▶ [EXERCISE TEXT]:
----------------------------------------

In the example of FIG. 7, the corruption rule instructs the corrupter to replace an entity detected in the output data that is associated with a first concept in an ontology with a second concept in that ontology that is within a range of edges away from the first concept in the ontology. For example, the range of edges is between 2 and 5, meaning that the second concept must not be less than two edges away and not more than five edges away from the first concept in the ontology. In certain implementations, users may configure the range of edges. For example, a lower range of edges (for example minimum 2 and maximum 3) would create corruptions that are more similar to each other than a wider range of edges (for example minimum 1 and maximum 5). In an example, the corrupter determines, from the ontology 520 of FIG. 5, that the shortness of breath 529 node is two edges away from the irregular heartbeats 527 node (e.g., the corrupter must traverse edge 526 and edge 528 to reach the shortness of breath 529 node). The distance of 2 edges is within the range of edges. Accordingly, the corrupter replaces the “irregular heartbeats” entity in the output data 705 with “shortness of breath” in the corrupted output data 730. Accordingly, the corrupted output data 730 reads, “64-year-old man who has had a feeding tube removed and replaced. Also has a history of shortness of breath.”

FIG. 8 illustrates the application of a corruption rule instructing to replace an entity detected in output data that corresponds to a first concept in an ontology with a second concept in the ontology that co-occurs with the concept. In the example illustrated in FIG. 8, the corrupter accesses output data 805 of an LLM that reads “64-year-old man who has had a feeding tube removed and replaced. Also has a history of irregular heartbeats.” The corrupter detects an entity, including the phrase “irregular heartbeats,” and determines that entity corresponds to the first concept of “irregular heartbeats” in an ontology, for example, the ontology 520 illustrated in FIG. 5.

In the example of FIG. 8, the corruption rule instructs the corrupter to replace the entity detected in output data that corresponds to a first concept of the ontology with a second concept of the ontology that co-occurs with the first concept of the ontology. For example, the corrupter determines, from the ontology 520 of FIG. 5, that the fatigue 551 concept node has a cooccurrence relationship (e.g., indicated via the dashed line of edge 550 in FIG. 5) with the irregular heartbeats 527 node. In some implementations, the corrupter infers a cooccurrence relationship between concepts. For example, if both “fatigue” and “irregular heartbeat” concepts (e.g., instance nodes) have the relation “X is symptom of Y” with a “Heart disease” concept (e.g., a category node), the corrupter may consider the “fatigue” and “irregular heartbeat” concepts to be co-occurring.

In some implementations, instead of determining a co-occurrent concept that is noted in the ontology 520 itself, the corrupter accesses a cooccurrence database and determines probabilities of cooccurrence of each of a set of concepts with the concept detected in the output data. The corrupter selects, from the set of concepts, a co-occurrent concept that is in ontology 520 that has a higher probability of co-occurrence with the concept compared to other concepts in the set of concepts that are also in ontology 520. Accordingly, the corrupter replaces the “irregular heartbeats” entity in the output data 805 with “fatigue” in the corrupted output data 830. Accordingly, the corrupted output data reads, “64-year-old man who has had a feeding tube removed and replaced. Also has a history of fatigue.”

----------------------------------------

▶ [EXCERPTED RECORDS]:
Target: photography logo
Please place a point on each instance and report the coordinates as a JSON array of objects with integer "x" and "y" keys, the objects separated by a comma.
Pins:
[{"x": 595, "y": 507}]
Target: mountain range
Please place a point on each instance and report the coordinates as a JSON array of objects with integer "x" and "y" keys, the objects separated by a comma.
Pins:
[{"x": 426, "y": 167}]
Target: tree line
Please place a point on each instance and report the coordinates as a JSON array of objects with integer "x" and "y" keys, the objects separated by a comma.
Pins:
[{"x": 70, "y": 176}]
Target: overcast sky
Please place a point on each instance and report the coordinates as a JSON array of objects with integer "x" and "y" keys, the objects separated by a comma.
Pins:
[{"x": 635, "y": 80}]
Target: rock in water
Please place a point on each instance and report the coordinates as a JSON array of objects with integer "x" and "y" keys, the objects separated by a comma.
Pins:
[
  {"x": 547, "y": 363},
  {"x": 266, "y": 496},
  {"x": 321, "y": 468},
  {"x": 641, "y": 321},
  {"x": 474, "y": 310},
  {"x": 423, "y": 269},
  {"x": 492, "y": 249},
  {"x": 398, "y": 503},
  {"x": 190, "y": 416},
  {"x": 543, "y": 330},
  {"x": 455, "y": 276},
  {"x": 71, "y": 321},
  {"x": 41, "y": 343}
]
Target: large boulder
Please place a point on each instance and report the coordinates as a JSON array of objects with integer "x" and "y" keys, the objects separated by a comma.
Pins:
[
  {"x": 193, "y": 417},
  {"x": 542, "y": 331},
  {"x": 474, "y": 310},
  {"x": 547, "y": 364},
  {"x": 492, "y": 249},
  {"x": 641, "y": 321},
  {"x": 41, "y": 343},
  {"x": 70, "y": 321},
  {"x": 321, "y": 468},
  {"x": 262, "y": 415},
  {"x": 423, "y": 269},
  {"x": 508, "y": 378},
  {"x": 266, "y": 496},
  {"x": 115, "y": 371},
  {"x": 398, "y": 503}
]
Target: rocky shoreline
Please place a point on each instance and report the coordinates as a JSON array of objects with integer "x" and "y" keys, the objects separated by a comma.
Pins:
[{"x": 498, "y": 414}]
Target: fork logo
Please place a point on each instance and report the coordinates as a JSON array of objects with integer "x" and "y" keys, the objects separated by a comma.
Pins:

----------------------------------------

▶ [TASK DESCRIPTION]: In two sentences, what does the text on corruption rules describe? None of the lines are needed here.

▶ [EXERCISE RESPONSE]: Under the rule of FIG. 7, the corrupter swaps an entity for an ontology concept within a set range of edges from it, so "irregular heartbeats" becomes "shortness of breath," which sits two edges away. Under the rule of FIG. 8, it substitutes a concept that co-occurs with the detected one, whether noted in the ontology, inferred, or picked by probability from a cooccurrence database, so "irregular heartbeats" becomes "fatigue."